What to do
Copy the material below word for word, beginning at its first line and stopping after the line that contains "column 1142, row 775". Leave the pictures out of your copy.

Dataset

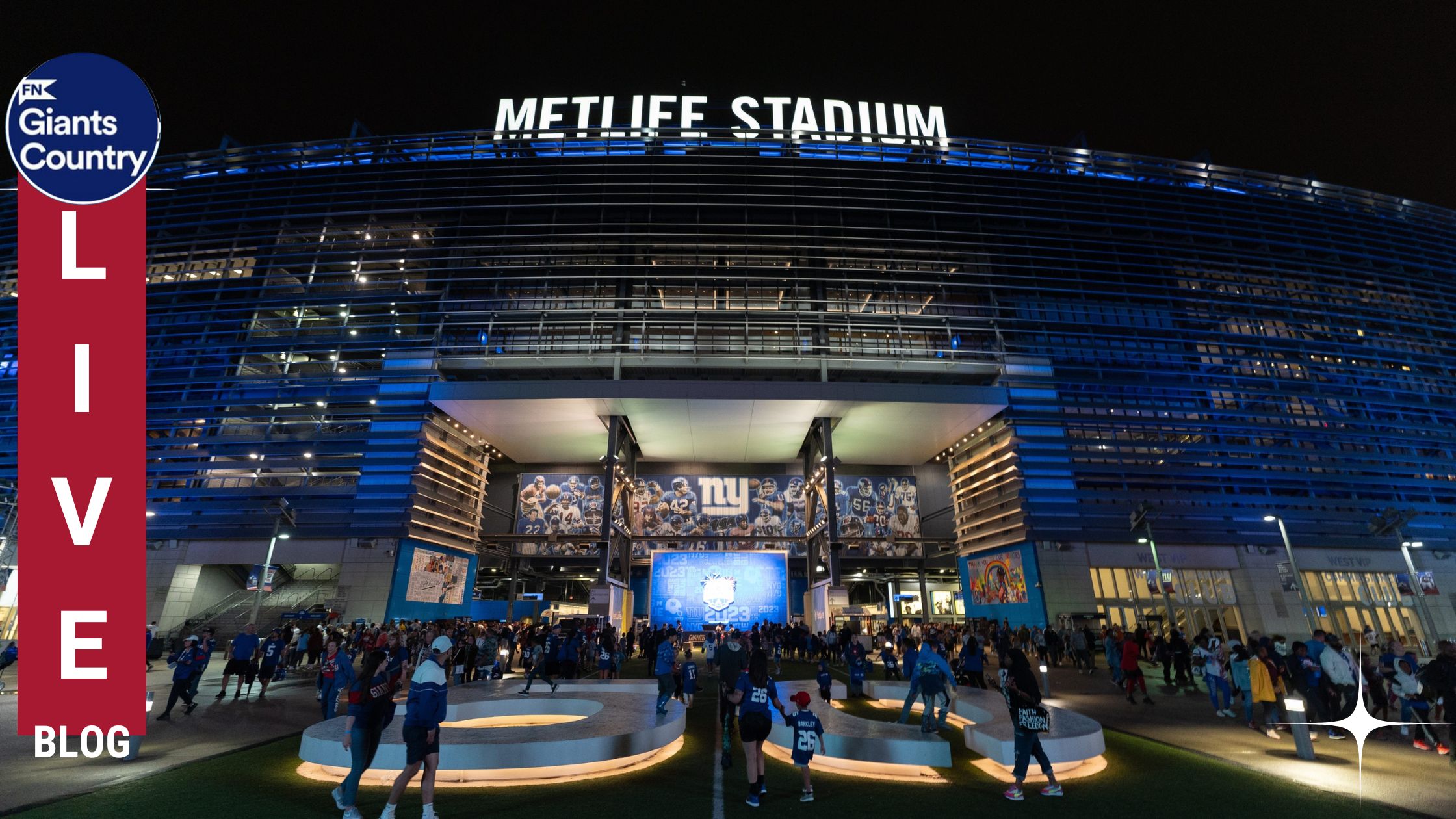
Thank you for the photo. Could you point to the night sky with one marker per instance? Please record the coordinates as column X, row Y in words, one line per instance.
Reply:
column 1362, row 99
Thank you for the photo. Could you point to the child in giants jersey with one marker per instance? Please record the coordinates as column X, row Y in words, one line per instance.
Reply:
column 809, row 733
column 689, row 678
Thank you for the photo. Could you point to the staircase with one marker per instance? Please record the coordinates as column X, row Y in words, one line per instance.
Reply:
column 229, row 616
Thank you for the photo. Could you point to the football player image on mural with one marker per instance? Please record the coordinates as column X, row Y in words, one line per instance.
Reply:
column 878, row 515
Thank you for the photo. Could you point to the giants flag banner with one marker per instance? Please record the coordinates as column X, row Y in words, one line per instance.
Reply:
column 82, row 130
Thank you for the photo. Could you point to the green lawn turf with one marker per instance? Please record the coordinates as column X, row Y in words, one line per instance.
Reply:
column 1142, row 775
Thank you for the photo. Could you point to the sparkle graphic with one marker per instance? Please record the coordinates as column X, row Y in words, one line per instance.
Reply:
column 1359, row 725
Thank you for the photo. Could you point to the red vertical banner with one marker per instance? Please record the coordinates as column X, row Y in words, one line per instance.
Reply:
column 82, row 461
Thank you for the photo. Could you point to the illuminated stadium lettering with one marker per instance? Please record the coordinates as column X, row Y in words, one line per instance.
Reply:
column 829, row 120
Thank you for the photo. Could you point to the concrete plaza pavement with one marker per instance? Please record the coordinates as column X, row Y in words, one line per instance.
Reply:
column 1396, row 773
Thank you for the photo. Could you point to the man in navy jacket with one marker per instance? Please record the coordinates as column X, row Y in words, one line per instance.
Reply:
column 424, row 712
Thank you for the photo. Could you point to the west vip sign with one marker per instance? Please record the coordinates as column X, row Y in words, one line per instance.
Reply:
column 82, row 130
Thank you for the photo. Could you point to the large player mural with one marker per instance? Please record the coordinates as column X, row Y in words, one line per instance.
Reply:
column 884, row 508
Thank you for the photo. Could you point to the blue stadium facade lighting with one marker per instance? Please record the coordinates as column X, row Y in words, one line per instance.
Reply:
column 1222, row 343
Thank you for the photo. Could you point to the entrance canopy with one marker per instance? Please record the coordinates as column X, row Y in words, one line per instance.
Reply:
column 717, row 422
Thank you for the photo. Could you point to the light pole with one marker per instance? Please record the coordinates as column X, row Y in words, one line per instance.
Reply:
column 1418, row 593
column 1392, row 522
column 281, row 512
column 1142, row 518
column 1294, row 569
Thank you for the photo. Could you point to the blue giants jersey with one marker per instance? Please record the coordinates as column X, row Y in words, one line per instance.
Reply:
column 273, row 651
column 684, row 504
column 807, row 735
column 769, row 500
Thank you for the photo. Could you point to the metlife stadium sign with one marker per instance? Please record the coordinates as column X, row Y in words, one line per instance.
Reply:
column 686, row 116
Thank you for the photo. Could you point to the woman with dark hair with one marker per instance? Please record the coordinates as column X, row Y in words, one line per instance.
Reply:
column 335, row 677
column 372, row 707
column 1021, row 691
column 755, row 691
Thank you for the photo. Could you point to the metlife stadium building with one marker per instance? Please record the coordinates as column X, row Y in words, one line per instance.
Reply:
column 1001, row 353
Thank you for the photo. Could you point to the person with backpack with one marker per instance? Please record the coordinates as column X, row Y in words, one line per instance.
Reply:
column 931, row 675
column 1024, row 700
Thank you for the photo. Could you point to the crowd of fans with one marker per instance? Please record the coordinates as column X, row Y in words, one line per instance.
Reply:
column 366, row 666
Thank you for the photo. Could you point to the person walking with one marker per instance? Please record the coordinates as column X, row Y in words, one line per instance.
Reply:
column 185, row 664
column 1132, row 671
column 1210, row 653
column 931, row 675
column 912, row 653
column 538, row 668
column 1024, row 700
column 424, row 712
column 270, row 655
column 239, row 659
column 1338, row 670
column 1266, row 688
column 1440, row 677
column 152, row 634
column 335, row 677
column 204, row 651
column 755, row 691
column 733, row 659
column 372, row 708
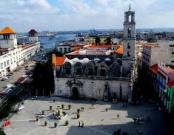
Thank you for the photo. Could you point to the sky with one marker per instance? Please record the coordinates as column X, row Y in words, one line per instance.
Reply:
column 64, row 15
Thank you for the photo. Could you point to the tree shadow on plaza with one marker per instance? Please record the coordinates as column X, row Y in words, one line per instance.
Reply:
column 129, row 128
column 133, row 111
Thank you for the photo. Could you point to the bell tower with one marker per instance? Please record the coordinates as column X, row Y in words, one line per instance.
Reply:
column 129, row 34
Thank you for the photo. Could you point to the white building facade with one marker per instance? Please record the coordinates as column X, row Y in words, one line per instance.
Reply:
column 11, row 54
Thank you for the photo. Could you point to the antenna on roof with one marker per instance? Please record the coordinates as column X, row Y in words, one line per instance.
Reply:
column 129, row 6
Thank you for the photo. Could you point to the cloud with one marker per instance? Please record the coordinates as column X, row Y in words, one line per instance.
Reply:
column 83, row 14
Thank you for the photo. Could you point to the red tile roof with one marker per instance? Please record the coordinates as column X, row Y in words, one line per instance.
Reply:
column 7, row 30
column 170, row 84
column 58, row 60
column 100, row 46
column 119, row 50
column 154, row 68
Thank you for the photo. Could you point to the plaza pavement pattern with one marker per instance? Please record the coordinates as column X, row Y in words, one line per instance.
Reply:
column 99, row 119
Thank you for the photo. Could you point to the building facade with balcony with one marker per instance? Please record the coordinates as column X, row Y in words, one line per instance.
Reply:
column 11, row 54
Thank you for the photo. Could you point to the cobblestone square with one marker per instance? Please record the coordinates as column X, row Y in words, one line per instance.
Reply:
column 100, row 118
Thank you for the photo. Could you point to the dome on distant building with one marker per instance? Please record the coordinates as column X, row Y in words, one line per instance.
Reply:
column 32, row 32
column 7, row 30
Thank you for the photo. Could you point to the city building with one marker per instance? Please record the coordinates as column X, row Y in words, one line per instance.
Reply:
column 97, row 71
column 11, row 54
column 163, row 84
column 161, row 51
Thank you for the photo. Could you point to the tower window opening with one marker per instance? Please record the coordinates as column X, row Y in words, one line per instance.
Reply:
column 129, row 32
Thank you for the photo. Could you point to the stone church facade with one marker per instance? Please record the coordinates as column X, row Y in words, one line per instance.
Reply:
column 102, row 78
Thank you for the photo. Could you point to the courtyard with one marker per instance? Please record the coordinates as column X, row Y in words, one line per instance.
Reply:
column 100, row 118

Output below
Thank you for the photo. Could you point to the night sky with one marker per instance? Please record the coordinates as column X, row Y in words, one line per instance.
Reply:
column 1362, row 99
Thank you for the photo. Could you point to the child in giants jersey with one marker per instance? Please record the coordinates as column X, row Y in words, one line per instance.
Reply:
column 809, row 733
column 689, row 678
Thank you for the photo. Could you point to the staircase with one marker per instance? Please record the coordinates as column X, row Y in words, one line per instance.
Reply:
column 229, row 616
Thank you for the photo. Could you point to the football player image on mural with one marker per instance? Please record the coordinates as column X, row Y in words, one line per instance.
Reply:
column 878, row 515
Thank you for the photo. Could you point to the giants flag banner with one marker per instance? Please record the coordinates as column X, row Y in words, one line per instance.
Reply:
column 82, row 130
Thank you for the photo. Could you point to the green lawn turf with one marker per instance? Please record the coordinates as column X, row Y in words, one line per instance.
Reply:
column 1142, row 775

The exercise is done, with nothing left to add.